**THE TASKS:**
A) In the forum thread about DOW() and SET FDOW, how must DOW() be called for it to take FDOW into account?
B) From the forum thread about DOW() and SET FDOW, copy out the stretch from "Indeed it should" through "FDOW or not.".

------ TEXT SECTION ------

I have never really needed to mess around much with DOW() it always pretty much worked for me as is and I use it very often. However, I have run into a situation where I need to change from a Sunday through Saturday calendar period to a Monday through Sunday period. I was excited to use something new. So I SET FDOW 2 and tested on today 11/09/2023 (a Thursday) and the result was 5 not the expected 4. I then tested the same date but using DOW({11/09/2023},2) and got the correct result of 4. Am I missing something here or is there some issue with SET FDOW I am not seeing?

I would need to review many lines of code if I need to modify any DOW() functions used where SET FDOW would handle throughout with 1 line.

Steve Bowman
Independent Technology, Inc.
CA, USA
 
Indeed it should work as you expect it, setting FDOW changes what day is used as start day of a week.

But, for DOW() to take FDOW into account you have to call it with DOW(Datevalue,0).

So you can only keep code running unchanged, if you would have used the 0 paramter always. Instead you used the default, which is alwayss using Sunday as start of the week, no matter if you change FDOW or not.

------ SUPPLIED INFORMATION ------

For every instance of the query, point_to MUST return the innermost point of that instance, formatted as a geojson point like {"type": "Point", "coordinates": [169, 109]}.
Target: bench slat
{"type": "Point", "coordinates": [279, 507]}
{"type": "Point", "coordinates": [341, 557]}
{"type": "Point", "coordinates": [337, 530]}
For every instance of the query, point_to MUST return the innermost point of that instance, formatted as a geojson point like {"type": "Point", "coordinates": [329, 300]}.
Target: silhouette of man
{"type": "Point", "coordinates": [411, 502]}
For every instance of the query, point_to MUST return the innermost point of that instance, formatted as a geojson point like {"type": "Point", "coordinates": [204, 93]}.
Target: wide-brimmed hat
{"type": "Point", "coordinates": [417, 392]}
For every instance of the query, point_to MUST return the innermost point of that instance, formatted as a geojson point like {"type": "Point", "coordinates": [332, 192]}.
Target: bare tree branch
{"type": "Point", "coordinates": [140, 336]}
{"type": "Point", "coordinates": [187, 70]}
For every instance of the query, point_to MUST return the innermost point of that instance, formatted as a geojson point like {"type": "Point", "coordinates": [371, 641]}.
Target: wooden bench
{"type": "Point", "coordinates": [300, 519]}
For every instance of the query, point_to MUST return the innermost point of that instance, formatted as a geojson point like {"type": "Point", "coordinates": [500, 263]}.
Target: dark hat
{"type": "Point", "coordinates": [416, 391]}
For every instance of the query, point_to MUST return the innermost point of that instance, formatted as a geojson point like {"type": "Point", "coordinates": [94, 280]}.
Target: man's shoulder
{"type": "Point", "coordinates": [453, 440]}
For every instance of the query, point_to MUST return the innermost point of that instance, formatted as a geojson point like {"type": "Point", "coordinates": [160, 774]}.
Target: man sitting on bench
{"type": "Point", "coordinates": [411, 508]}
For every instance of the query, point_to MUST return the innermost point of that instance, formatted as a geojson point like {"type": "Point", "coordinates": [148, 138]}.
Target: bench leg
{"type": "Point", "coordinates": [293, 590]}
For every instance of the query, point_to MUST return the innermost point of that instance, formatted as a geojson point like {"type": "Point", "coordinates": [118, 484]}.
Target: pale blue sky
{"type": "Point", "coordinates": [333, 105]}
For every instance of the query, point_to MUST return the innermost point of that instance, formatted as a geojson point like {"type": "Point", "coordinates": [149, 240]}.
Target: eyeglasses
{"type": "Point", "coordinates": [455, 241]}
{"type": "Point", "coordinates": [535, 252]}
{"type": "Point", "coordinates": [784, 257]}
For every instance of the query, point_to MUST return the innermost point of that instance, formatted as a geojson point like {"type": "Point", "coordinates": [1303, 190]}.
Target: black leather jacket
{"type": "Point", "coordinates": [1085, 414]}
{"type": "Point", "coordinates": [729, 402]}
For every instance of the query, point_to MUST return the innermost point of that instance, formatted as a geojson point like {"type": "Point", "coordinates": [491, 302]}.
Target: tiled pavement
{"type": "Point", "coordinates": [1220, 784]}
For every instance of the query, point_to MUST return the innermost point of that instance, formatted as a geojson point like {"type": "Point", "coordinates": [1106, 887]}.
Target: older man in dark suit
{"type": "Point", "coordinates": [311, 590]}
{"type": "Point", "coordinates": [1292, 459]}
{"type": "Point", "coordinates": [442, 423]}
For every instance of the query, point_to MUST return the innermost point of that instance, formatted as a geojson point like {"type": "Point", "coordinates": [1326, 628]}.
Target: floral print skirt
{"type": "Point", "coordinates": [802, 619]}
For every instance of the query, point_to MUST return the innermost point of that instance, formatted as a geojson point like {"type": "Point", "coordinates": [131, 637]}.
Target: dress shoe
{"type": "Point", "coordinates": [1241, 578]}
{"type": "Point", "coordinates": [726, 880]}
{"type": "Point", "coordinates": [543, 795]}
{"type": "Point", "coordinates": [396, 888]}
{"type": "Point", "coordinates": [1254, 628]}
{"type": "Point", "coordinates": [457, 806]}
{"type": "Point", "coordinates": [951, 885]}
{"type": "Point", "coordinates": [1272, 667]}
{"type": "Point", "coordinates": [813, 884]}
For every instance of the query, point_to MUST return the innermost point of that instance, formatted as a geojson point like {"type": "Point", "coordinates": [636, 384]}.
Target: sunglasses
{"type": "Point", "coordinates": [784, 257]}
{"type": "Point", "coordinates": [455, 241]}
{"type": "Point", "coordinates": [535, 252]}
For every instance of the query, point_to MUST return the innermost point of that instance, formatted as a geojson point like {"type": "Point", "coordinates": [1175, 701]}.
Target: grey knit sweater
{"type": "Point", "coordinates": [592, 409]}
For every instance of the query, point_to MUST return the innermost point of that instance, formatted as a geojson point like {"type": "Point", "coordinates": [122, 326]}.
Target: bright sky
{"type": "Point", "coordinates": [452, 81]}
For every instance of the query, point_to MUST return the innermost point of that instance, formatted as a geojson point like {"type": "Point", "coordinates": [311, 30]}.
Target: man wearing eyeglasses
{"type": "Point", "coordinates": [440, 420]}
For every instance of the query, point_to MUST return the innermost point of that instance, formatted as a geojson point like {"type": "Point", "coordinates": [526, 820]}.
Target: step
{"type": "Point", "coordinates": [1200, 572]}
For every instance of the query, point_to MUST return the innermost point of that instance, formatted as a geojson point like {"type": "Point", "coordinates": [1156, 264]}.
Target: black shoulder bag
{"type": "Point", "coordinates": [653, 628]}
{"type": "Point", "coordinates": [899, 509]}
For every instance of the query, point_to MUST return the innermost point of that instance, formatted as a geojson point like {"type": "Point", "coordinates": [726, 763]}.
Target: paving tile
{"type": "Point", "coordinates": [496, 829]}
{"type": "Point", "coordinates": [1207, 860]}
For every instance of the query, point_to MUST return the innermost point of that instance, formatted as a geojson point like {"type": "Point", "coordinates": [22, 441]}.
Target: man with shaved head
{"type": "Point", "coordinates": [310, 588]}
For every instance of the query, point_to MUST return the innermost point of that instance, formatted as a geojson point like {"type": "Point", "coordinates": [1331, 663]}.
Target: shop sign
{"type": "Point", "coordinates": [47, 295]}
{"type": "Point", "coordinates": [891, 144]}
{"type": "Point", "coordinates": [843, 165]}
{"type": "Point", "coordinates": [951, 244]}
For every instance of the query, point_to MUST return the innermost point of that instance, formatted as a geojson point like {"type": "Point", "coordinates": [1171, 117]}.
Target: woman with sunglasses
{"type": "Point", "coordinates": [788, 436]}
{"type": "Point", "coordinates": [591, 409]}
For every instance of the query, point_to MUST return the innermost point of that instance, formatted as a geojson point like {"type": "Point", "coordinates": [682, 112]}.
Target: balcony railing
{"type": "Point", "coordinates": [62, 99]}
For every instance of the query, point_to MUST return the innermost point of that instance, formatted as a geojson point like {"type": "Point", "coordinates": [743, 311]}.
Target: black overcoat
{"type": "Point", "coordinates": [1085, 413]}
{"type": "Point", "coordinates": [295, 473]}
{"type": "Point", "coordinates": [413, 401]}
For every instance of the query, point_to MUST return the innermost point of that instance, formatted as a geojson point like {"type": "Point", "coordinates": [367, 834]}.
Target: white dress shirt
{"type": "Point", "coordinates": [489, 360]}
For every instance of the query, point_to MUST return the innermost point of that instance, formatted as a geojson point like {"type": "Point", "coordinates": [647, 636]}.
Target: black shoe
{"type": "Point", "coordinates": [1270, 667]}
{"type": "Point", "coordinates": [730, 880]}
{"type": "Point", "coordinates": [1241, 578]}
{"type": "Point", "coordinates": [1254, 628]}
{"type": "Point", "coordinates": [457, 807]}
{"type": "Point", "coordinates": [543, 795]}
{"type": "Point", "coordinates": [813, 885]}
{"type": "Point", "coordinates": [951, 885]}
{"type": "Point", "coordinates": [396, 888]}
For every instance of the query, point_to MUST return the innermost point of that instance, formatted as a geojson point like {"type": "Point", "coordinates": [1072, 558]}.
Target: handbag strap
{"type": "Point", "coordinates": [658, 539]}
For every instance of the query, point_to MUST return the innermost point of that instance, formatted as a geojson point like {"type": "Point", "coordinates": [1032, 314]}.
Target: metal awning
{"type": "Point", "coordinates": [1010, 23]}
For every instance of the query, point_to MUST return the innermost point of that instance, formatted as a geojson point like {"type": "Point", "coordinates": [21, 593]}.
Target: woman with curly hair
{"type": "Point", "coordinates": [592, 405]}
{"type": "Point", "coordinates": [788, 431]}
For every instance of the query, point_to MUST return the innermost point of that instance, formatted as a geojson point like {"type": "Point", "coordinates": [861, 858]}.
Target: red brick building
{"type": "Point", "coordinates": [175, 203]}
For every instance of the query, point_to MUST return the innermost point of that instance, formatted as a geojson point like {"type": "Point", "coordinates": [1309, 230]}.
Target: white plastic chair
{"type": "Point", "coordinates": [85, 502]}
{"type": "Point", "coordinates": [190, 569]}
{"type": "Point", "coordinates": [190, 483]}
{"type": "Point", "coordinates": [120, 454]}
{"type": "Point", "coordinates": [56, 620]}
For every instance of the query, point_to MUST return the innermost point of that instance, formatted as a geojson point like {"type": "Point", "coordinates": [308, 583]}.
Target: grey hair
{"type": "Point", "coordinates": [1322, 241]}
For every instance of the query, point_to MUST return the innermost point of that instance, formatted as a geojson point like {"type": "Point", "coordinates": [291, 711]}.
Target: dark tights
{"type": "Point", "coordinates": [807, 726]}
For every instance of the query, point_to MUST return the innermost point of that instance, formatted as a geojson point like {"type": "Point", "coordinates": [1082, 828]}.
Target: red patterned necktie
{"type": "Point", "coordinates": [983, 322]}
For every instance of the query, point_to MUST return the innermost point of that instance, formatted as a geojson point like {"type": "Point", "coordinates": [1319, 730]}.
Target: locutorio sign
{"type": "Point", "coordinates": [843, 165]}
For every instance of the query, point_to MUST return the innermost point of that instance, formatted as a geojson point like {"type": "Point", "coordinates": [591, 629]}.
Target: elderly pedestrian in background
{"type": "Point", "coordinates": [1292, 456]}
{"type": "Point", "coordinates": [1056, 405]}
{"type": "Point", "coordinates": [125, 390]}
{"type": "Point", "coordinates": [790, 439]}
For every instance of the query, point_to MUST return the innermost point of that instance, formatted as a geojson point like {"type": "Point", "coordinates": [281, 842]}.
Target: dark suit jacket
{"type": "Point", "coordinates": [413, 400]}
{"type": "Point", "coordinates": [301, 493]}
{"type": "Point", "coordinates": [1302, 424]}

------

**RESULTS OF THE TASKS:**
A) It must be called with 0 as the second parameter, as DOW(Datevalue,0).

B)
Indeed it should work as you expect it, setting FDOW changes what day is used as start day of a week.

But, for DOW() to take FDOW into account you have to call it with DOW(Datevalue,0).

So you can only keep code running unchanged, if you would have used the 0 paramter always. Instead you used the default, which is alwayss using Sunday as start of the week, no matter if you change FDOW or not.